§ **What you need to do**
Reproduce the listing below line for line, without any changes, and omit the pictures.

§ **Materials provided**
──────────

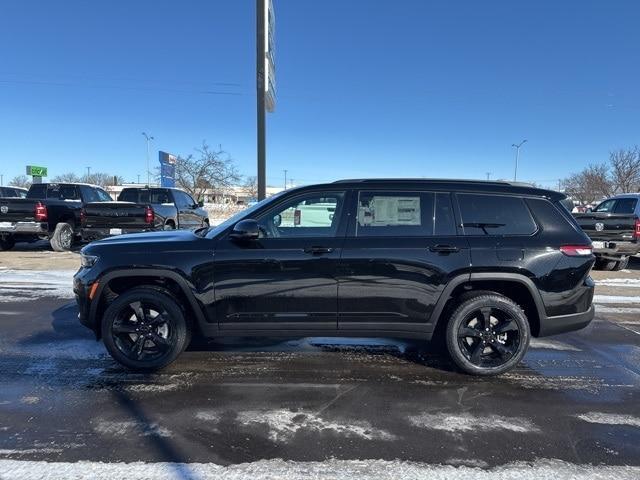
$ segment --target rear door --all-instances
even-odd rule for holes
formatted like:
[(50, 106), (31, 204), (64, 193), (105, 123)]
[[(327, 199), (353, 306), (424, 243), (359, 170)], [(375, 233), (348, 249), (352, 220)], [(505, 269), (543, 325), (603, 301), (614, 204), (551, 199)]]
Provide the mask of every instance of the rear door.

──────────

§ **Response**
$ segment --target rear door --all-instances
even-odd rule for holes
formatted like:
[(50, 106), (31, 204), (64, 193), (105, 123)]
[[(327, 199), (353, 306), (424, 243), (359, 170)], [(375, 233), (348, 249), (352, 220)], [(505, 269), (543, 325), (603, 301), (614, 204), (551, 199)]]
Provide the mask of every instance of the rear door.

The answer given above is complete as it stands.